Required work
Your answer should be every line with the word "indicate", copied from the data below.

Saved entries
+ + + +

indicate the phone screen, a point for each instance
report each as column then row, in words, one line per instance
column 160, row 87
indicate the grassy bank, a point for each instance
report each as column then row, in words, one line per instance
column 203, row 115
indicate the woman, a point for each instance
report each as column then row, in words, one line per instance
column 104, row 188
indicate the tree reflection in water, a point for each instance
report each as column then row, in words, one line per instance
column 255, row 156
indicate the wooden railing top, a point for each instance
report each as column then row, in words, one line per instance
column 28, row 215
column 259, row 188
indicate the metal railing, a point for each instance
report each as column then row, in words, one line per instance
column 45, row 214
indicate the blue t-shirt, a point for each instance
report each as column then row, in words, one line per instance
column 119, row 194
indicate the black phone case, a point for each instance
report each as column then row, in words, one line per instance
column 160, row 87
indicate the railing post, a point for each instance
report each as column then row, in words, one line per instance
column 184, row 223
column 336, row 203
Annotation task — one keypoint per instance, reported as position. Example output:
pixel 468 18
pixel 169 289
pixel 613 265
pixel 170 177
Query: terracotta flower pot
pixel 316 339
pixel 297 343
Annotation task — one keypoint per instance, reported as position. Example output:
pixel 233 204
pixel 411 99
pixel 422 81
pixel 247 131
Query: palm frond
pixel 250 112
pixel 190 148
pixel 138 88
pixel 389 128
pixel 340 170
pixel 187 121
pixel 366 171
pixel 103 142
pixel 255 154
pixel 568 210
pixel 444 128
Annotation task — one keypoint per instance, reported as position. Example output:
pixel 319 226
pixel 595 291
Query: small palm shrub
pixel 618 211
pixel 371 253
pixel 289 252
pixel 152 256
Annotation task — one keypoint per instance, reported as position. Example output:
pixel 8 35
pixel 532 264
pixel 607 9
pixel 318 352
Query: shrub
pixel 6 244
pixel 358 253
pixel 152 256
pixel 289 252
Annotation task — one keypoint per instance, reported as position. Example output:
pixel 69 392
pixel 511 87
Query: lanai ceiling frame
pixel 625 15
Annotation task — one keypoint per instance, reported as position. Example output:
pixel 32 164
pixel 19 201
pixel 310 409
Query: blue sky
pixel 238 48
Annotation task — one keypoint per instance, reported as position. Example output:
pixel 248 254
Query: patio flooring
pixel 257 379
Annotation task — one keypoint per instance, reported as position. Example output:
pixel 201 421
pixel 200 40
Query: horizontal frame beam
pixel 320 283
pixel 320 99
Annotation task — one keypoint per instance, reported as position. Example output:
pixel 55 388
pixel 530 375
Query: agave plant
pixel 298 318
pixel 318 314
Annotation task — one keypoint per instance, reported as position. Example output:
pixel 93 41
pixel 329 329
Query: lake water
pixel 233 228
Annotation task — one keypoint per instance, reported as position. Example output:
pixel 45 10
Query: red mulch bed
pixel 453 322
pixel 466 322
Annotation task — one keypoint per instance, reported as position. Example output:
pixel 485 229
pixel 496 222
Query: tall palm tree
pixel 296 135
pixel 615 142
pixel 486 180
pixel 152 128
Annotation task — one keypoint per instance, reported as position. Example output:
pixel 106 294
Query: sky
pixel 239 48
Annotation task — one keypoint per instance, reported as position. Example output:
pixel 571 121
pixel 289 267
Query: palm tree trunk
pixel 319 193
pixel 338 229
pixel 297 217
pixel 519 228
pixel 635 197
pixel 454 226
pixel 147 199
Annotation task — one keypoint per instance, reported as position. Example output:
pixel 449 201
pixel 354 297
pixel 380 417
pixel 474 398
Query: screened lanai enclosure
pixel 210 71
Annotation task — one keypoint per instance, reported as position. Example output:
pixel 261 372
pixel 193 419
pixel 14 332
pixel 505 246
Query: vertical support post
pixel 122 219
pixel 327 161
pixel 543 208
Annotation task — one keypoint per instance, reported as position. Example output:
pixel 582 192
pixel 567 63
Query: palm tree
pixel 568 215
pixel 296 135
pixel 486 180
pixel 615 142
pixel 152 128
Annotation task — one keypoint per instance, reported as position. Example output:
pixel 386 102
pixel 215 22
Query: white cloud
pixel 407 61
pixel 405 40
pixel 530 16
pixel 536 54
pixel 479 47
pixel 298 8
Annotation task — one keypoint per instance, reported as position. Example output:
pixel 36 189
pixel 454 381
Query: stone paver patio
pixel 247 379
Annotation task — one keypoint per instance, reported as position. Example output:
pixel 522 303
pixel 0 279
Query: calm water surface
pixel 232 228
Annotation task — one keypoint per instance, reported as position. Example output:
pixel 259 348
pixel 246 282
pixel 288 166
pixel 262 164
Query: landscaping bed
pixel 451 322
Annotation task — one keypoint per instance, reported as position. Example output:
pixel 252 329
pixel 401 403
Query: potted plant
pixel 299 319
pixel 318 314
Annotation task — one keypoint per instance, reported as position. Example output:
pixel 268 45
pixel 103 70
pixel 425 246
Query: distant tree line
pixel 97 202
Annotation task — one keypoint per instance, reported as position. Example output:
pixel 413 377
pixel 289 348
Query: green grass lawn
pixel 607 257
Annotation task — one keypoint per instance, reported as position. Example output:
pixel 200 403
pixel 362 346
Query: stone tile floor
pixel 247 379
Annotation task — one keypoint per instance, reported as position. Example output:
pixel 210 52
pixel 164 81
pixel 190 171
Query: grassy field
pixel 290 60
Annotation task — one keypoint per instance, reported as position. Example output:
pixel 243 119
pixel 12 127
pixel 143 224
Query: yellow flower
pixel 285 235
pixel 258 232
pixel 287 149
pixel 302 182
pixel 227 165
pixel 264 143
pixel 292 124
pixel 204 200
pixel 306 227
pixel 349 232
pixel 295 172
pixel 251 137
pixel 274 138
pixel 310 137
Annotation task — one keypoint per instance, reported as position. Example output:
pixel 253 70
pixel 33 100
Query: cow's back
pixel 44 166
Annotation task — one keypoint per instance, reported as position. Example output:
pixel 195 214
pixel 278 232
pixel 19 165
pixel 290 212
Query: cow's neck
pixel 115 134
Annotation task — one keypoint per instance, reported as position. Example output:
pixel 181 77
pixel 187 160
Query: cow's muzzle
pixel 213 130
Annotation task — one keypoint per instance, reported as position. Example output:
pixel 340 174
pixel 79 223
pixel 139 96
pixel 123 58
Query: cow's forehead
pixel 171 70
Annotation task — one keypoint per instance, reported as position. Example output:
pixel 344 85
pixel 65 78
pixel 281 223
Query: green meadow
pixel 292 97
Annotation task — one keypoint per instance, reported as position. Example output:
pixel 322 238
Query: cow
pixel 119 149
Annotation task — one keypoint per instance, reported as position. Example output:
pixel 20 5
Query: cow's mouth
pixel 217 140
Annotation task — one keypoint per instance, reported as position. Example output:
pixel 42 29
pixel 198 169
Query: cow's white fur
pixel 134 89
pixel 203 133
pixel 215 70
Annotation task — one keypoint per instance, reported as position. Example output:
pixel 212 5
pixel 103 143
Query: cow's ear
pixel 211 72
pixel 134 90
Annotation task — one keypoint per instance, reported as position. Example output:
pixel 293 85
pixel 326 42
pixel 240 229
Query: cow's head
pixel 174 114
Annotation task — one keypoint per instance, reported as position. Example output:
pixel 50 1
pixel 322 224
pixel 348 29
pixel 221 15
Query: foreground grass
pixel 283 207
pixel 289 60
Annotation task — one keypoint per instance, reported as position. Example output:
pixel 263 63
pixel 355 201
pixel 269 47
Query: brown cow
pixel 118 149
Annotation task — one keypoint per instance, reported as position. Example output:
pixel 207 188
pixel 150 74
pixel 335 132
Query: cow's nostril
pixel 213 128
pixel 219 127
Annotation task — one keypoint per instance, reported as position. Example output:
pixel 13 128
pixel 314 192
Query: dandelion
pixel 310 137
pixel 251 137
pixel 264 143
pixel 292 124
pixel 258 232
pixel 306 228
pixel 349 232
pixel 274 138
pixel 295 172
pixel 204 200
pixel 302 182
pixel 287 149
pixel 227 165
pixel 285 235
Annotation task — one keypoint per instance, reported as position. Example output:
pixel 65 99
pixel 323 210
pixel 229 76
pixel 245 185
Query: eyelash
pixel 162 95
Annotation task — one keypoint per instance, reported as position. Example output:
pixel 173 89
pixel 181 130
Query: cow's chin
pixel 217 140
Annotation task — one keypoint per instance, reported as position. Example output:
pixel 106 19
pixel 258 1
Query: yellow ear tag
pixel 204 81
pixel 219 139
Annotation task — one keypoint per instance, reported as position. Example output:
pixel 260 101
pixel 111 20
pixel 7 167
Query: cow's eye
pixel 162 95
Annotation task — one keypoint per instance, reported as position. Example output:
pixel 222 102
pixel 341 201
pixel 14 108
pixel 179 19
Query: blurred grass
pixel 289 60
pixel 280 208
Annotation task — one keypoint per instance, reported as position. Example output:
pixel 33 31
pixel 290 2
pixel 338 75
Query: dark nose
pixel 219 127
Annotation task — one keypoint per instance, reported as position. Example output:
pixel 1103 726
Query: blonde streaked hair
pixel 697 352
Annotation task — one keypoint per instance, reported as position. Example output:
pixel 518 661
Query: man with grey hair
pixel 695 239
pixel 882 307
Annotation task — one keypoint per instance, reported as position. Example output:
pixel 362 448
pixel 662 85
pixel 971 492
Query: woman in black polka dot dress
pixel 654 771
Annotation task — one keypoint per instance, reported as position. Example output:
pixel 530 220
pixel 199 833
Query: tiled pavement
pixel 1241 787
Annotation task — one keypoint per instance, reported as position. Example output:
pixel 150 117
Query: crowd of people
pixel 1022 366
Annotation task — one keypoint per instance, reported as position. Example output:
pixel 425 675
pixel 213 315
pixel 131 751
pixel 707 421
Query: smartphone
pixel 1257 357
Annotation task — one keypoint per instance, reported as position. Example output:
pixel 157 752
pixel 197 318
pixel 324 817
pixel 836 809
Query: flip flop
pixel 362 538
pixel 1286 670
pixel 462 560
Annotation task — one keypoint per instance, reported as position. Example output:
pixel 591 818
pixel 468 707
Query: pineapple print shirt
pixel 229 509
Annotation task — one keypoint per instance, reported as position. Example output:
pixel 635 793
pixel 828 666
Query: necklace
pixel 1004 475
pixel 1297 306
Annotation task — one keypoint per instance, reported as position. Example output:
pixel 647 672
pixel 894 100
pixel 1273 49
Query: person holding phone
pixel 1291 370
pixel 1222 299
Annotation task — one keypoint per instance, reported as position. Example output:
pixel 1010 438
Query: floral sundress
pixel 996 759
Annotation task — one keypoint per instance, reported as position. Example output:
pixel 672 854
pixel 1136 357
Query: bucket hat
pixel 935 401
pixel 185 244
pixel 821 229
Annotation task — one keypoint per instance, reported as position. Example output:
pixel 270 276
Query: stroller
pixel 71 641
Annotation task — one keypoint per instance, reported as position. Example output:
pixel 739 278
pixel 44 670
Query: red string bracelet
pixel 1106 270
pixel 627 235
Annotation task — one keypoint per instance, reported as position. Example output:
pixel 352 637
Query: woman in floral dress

+ + + +

Written answer
indicate the phone screen, a point for each instance
indicate the grassy bank, a point for each instance
indicate the woman, a point for each instance
indicate the tree reflection in water, a point for each instance
indicate the wooden railing top, a point for each instance
indicate the metal railing, a point for each instance
indicate the blue t-shirt, a point for each instance
indicate the black phone case, a point for each instance
indicate the railing post, a point for each instance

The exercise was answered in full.